- **CONSIGNA 1**
Contesta estas preguntas usando solo el texto citado:
(a) ¿Cuántas muertes más hubo en la semana de negociaciones, y cuántas de ellas fueron de civiles?
(b) ¿A cuántas familias prometió el régimen dejar salir del centro de Homs?
(c) ¿Para qué día se habló de un posible nuevo encuentro en Ginebra?
- **CONSIGNA 2**
Di si cada frase coincide con el texto citado. Responde sí o no y copia las palabras del texto que lo deciden.
(a) Las negociaciones acabaron con varios acuerdos.
(b) Las dos delegaciones guardaron un minuto de silencio al empezar.
(c) El régimen cumplió su promesa sobre las familias de Homs.

++++ TEXTO CITADO

OPINIÓN de Antonio Hermosa.- ¿De qué pueden hablar dos sujetos que se odian; que necesitan de un mediador para hablar? (“Le hablamos al mediador de Naciones Unidas y ellos [la contraparte] hacen lo mismo”, explicaba Boutheïna Chaaban, de la delegación de Asad, a un periodista). Y cuando el odio es la premisa de la conversación, ¿a qué acuerdos es posible llegar? ¿Y qué valor tendrían los supuestos acuerdos si en la sola semana de negociaciones la muerte, que presume en Siria de un ejército de más de 130.000 soldados, ha engrosado sus filas con 1.300 más, medio centenar de ellos civiles? ¿Qué credibilidad produce un gobierno que mientras habla de paz prosigue su idilio con el crimen y la destrucción, arrasando barriadas enteras de hipotéticos partidarios de la oposición, es decir, de la contraparte que negocia con sus legatarios?
Las negociaciones
han terminado como la lógica reclamaba,
es decir, sin acuerdos de ningún tipo, a no ser que se consideren tales el
minuto de silencio guardado al inicio de las mismas por ambas delegaciones por
las víctimas del genocidio y la doble promesa del régimen, la incumplida
(permitir la salida de 500 familias del centro de Homs por razones
humanitarias) y la indefinida de aceptar quizá un nuevo encuentro en Ginebra
para el día 10 de este mes. Sería como vestir el cinismo con los paños de la
esperanza.
Y la esperanza se
invoca por el simple hecho de que las partes se han reunido y, aun por persona
interpuesta, hablado. En este punto, que los intentos por seguir un orden del
día marcado por Ginebra I se hayan volatilizado por la animadversión y la desconfianza
de las partes; que, por ejemplo, la oposición haya insistido en la formación de
un gobierno de transición pasando de puntilla por las cuestiones humanitarias,
o el régimen haya tachado a sus miembros de terroristas, parecen sendos flatus vocis acordes a la situación. Se
diría que se tratase de un simulacro preconcebido en el que el descontado
fracaso en lo negociado compensaría
el logro de haber celebrado la negociación; se diría que llegar a hablar era lo
importante aun a costa de lo que se dijera.
Admitamos sin
reticencias la importancia de negociar cuando quien manda es la fuerza: desde
un punto de vista político equivale a una confesión de impotencia por parte de
un tirano sentarse a convencer a un
señor que tiene enfrente y al que en el mejor de los casos le habría encantado
encontrárselo con una soga al cuello y los pies colgando; además, negociar
corre el riesgo de crear con el tiempo un método con el que resolver
conflictos, un método que, a su vez, corre el riesgo de cristalizar en una costumbre
en la cultura política afectada. Desde un punto de vista ético se estira hasta
la idea de que los conflictos son connaturales a la vida y que ni ellos ni las
creencias, ideas u opiniones subyacentes forman parte sin más de la leyenda del
mal. Psicológicamente, ese nuevo
mundo inspira autoestima, confianza, madurez en el ciudadano, y la proverbial
tranquilidad de que no hay una bala perdida disparada por un oponente con la
fecha de caducidad de la vida de alguien inscrita en ella.

++++++++
++++ DATOS REGISTRADOS

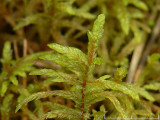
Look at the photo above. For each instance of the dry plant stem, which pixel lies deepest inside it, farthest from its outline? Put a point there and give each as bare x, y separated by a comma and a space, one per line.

++++++++

- **RESPUESTA 1**
(a) 1.300 muertes más, de las cuales medio centenar fueron de civiles.
(b) A 500 familias.
(c) Para el día 10 de este mes.

- **RESPUESTA 2**
(a) No: "sin acuerdos de ningún tipo".
(b) Sí: "minuto de silencio guardado al inicio de las mismas por ambas delegaciones".
(c) No: "la incumplida (permitir la salida de 500 familias del centro de Homs".